• JOB
Extend the passage about PostgreSQL system catalogs and snapshot semantics, picking up right after its final sentence.

• EXTRACTED TEXT
##########

That'd actually work fine I believe. AFAICT, system catalogs are *not*
accessed with SnapshotNow semantics if accessed via SQL, they're treated
like any other table in that case. The following confirms this

T1> BEGIN TRANSACTION ISOLATION SERIALIZABLE;
T1> SELECT TRUE; -- T1's snapshot is now set
T2> CREATE TABLE test(id int);
T1> SELECT * FROM test; -- Succeeds
T1> SELECT * FROM pg_class WHERE relname = 'test'; -- Returns 0 rows

Thus, all objects which are dumped purely by SQL-level inspection of the
system catalogs are safe I think. This is true for most objects I guess,
with the important exception being dumping a table's contents (but not
dumping its structure!). The lock makes sure that the structure we see
when inspecting the catalogs is also what "SELECT * FROM table" will return.

##########

• INFORMATION SHOWN
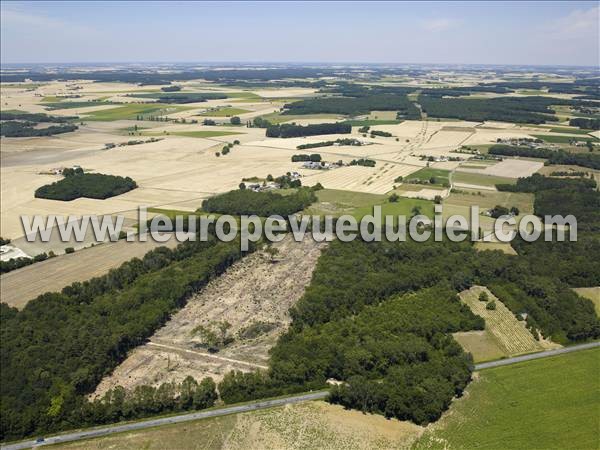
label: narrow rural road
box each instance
[475,342,600,370]
[1,391,328,450]
[0,342,600,450]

##########

• THE OUTPUT
I dunno if there are any other objects like that, though - but if there
are, they could probably use a lock too.

Another class of failure cases can be constructed from output functions
which access the catalog. For example,

> CREATE TABLE my_types (a_type regtype);
> CREATE TYPE my_type AS (id int);
> INSERT INTO my_types VALUES ('my_type');

T1> BEGIN TRANSACTION ISOLATION SERIALIZABLE;
T1> SELECT TRUE; -- T1's snapshot is now set
T1> SELECT * FROM my_types;
a_type
---------
my_type

T2> BEGIN;
T2> DELETE FROM my_types WHERE a_type = 'my_type';
T2> DROP TYPE my_type;
T2> COMMIT;
T1> SELECT * FROM my_types;
a_type
--------
291919

best regards.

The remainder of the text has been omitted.